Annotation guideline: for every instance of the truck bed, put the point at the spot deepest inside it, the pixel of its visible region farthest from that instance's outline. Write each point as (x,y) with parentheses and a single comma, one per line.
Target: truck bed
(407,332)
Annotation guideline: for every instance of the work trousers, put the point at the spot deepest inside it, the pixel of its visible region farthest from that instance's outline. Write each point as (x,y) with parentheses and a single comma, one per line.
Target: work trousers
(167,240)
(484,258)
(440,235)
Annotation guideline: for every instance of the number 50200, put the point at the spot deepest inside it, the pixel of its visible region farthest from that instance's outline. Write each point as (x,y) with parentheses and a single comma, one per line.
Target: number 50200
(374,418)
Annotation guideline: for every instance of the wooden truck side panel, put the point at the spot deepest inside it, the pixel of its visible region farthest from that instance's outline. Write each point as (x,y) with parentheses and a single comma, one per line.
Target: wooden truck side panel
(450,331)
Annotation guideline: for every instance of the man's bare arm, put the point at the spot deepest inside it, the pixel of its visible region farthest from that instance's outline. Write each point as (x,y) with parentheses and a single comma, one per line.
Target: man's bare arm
____
**OBJECTIVE:** Rewrite all of the items above as a single numbered list, one line per number, and leave out any blank lines.

**SOLUTION:**
1. Annotation guideline: for every instance of the truck bed, put the point at the spot deepest inside it, the pixel of its visible region farthest from that instance's outline. Write each point as (x,y) with parentheses and a single comma, one per line.
2. Target: truck bed
3. (407,332)
4. Annotation guideline: for every instance of the work trousers, put the point at the spot deepest inside it, the pixel of its visible region farthest from that instance's outline. Write each point as (x,y) with parentheses and a single comma, one per line.
5. Target: work trousers
6. (167,240)
7. (484,258)
8. (440,235)
9. Annotation guideline: for every instance of the number 50200, put the point at the spot deepest inside it, the pixel of its visible region farthest from that instance's outline. Write each point as (x,y) with parentheses and a single comma, one per line.
10. Target: number 50200
11. (374,418)
12. Annotation guideline: for every instance of the wooden truck side panel, put the point at the spot deepest inside it, the pixel of its visible region farthest from that instance's outline. Write each point as (x,y) with parentheses and a single comma, one per line.
13. Target: wooden truck side panel
14. (450,331)
15. Annotation guideline: for every instance of the man's bare arm, put the point at the spot deepest inside it, the pixel of its visible region farthest from that instance's outline. Write each point as (x,y) with parentheses and a single comma, one per line.
16. Target: man's bare arm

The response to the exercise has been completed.